▶ [DIRECTIONS FOR THIS TASK]: Convert each line of the rows below into a JSON list of strings, with one string per line and any blank lines skipped. Leave the pictures out.

[Records contained in a dataset]
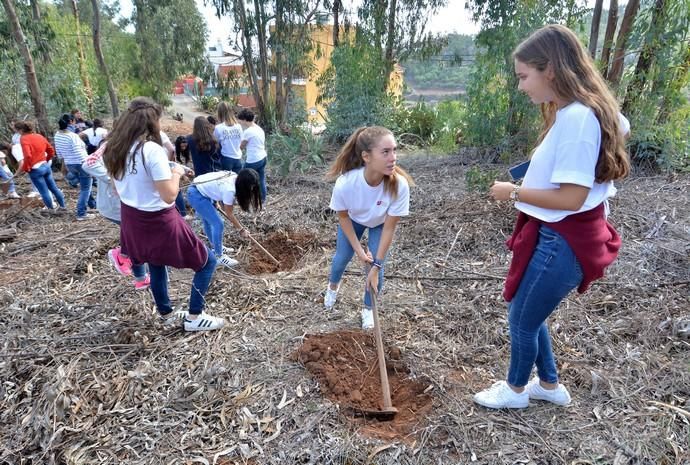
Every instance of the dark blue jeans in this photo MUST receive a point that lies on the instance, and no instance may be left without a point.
(85, 182)
(213, 223)
(551, 274)
(231, 164)
(42, 178)
(200, 283)
(260, 167)
(344, 253)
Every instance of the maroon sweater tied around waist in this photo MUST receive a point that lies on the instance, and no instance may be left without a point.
(593, 240)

▶ [FULL SOLUTION]:
[
  "Every instance of the dark blue jeans in this photo MUST receive a point that lies on the instance, and no instance may be left without a point.",
  "(85, 182)",
  "(213, 223)",
  "(551, 274)",
  "(231, 164)",
  "(42, 178)",
  "(200, 283)",
  "(260, 167)",
  "(344, 253)",
  "Every instance of the maroon sweater tied around waist in this photo MUST receive a point that lies on the instance, and no instance may be left without a point.",
  "(593, 240)"
]